• _Consigne A_
Recopiez le passage de l'extrait sur la poésie d'Ariane Dreyfus qui commence par « La poésie d’Ariane » et se poursuit jusqu'à « nous entourent. Epiphanies. ».
• _Consigne B_
Dans l'extrait sur la poésie d'Ariane Dreyfus, relevez tous les gestes cités comme vecteurs de ce qui lie.
• _Consigne C_
Poursuivez l'extrait sur la poésie d'Ariane Dreyfus à partir de sa dernière phrase.

• _Extrait source_
▽

Sous l’ambiguïté qu’on peut entendre dans l’adjectif « dernier » (l’ultime / le plus récent), le titre indique la place prépondérante accordée aux enfants ; elle semble de deux ordres : ce qui relève de l’enfance est empreint d’une fragilité et d’une confiance – gagnée par l’amour ou perdue par la violence des adultes – à travers lesquelles on lit en creux que ce qui semble préservé de l’enfance est un indicateur de cette confiance, de paix ; ainsi le recueil est-il traversé de onze poèmes qui se distinguent par leur forme (centrée sur la page) et leur narrativité : ils tracent une sorte de fil rouge où il est question d’enfants d’abord contraints et dépossédés d’eux-mêmes (2). On observe l’autre place accordée aux enfants à travers des citations extraites d’ateliers d’écriture, qui résonnent de façon assez proche de certains poèmes, en valorisant la richesse de l’exercice d’écrire. Ce monde des enfants, qui n’est pas un monde enfantin, est une promesse que le recueil porte à travers l’expérience des personnages qu’on y croise. Ce livre s’attache autant à ce qu’il peut y avoir d’enfance, au sens où il y aurait de la vie à ouvrir et découvrir – y compris pour les adultes – qu’à l’enfance au sens de l’âge.
La poésie d’Ariane Dreyfus, si elle regarde et interroge le monde, passe toujours par de l’humain : que les scènes semblent vécues ou qu’elles fassent référence à des œuvres (3), il est au centre. Dès lors, le lien est un élément dominant, et par la présence permanente du corps se fait le vecteur tangible de ce qui lie, d’abord par le corps et les organes sensoriels – voir et toucher au premier chef –, par les gestes – préserver, entourer, prendre soin – par l’affection ou le désir. Au-delà du corps, par la relation qui vient de l’émotion et du sentiment, qu’il s’agisse de dispositions amoureuses ou de l’amour filial (voire de la relation à l’animal) : nombreux sont les poèmes qui évoquent la protection : d’un parent envers un enfant par exemple, ou de deux amoureux entre eux, cela permet à celui qui est protégé de se révéler, à soi et à ce / ceux qui nous entourent. Epiphanies.

△

• _Entrées extraites_
▽

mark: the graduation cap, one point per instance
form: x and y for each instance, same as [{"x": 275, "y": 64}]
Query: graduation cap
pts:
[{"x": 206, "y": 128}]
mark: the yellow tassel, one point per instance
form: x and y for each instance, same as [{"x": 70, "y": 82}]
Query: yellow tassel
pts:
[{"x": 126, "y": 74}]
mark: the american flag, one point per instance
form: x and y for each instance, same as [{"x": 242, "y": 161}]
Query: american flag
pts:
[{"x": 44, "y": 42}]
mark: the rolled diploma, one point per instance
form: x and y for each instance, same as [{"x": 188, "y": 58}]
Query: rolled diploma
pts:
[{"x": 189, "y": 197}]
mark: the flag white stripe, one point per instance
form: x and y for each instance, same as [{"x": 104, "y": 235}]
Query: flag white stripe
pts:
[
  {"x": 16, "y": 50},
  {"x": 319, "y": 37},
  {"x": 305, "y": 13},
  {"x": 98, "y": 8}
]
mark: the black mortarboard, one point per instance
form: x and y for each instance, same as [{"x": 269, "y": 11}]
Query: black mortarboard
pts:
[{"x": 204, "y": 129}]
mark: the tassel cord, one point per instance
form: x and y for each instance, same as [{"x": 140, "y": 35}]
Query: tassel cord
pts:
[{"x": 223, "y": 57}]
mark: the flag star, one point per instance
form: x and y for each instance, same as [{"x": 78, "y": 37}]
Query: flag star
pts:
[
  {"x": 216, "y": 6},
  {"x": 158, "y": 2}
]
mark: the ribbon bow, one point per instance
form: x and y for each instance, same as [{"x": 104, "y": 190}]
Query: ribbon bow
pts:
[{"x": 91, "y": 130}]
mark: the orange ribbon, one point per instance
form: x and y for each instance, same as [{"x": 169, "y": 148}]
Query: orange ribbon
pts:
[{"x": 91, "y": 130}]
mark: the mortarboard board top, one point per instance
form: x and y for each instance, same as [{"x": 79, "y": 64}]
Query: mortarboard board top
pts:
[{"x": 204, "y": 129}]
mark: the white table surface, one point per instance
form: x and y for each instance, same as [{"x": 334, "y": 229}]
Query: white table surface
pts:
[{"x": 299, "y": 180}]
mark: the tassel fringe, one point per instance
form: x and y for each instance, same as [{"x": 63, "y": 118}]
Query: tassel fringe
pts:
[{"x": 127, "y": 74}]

△

• _Réponse attendue A_
La poésie d’Ariane Dreyfus, si elle regarde et interroge le monde, passe toujours par de l’humain : que les scènes semblent vécues ou qu’elles fassent référence à des œuvres (3), il est au centre. Dès lors, le lien est un élément dominant, et par la présence permanente du corps se fait le vecteur tangible de ce qui lie, d’abord par le corps et les organes sensoriels – voir et toucher au premier chef –, par les gestes – préserver, entourer, prendre soin – par l’affection ou le désir. Au-delà du corps, par la relation qui vient de l’émotion et du sentiment, qu’il s’agisse de dispositions amoureuses ou de l’amour filial (voire de la relation à l’animal) : nombreux sont les poèmes qui évoquent la protection : d’un parent envers un enfant par exemple, ou de deux amoureux entre eux, cela permet à celui qui est protégé de se révéler, à soi et à ce / ceux qui nous entourent. Epiphanies.

• _Réponse attendue B_
préserver, entourer, prendre soin

• _Réponse attendue C_
A travers cette protection, on retrouve l’image nécessaire du lien. A contrario, la révolte surgit face à tout ce qui peut l’empêcher ; je pense à ce poème contre l’excision dont la préposition montre le degré d’engagement (poème contre et non sur l’excision) (4), mais aussi à un vers qui refuse ce qui se ferait le motif d’angoisses et d’horreurs, parce que ce n’est pas de l’ordre du lien empirique et vécu : « Le monde respire mieux sans Dieu » (p. 99). Reste donc le réel, rien que le réel qui s’éprouve dans le présent qu’on le vit. D’une certaine manière, le poème semble joindre du disjoint dans ce réel, qu’il s’agisse des êtres humains mais aussi de la nature, de tout ce qui au fond les coupe de leur promesse d’être. La dimension souvent allusive des poèmes, qui appartient à la manière de l’auteur, invite à relier, à travers les espaces blancs qui trouent le texte mais aussi dans l’esprit du lecteur, ces fragments de réalité, à leur donner corps, à se comprendre, face à soi, aux autres, au monde, un peu comme cela peut se faire dans le conte (5), sauf qu’ici il n’y a pas de mystère et de féerie autres que la possibilité d’être mieux à soi quand on est libre et librement à l’autre. La mosaïque des discours narratif et descriptif ancre ces poèmes dans cette réalité discontinue auquel le lien permet de donner du sens– même lorsqu’elle prend sa source dans un livre ou un film - ; on n’est pas dans une poésie abstraite ou même méditative, ce qui n’empêche qu’elle puisse se prolonger dans la réflexion.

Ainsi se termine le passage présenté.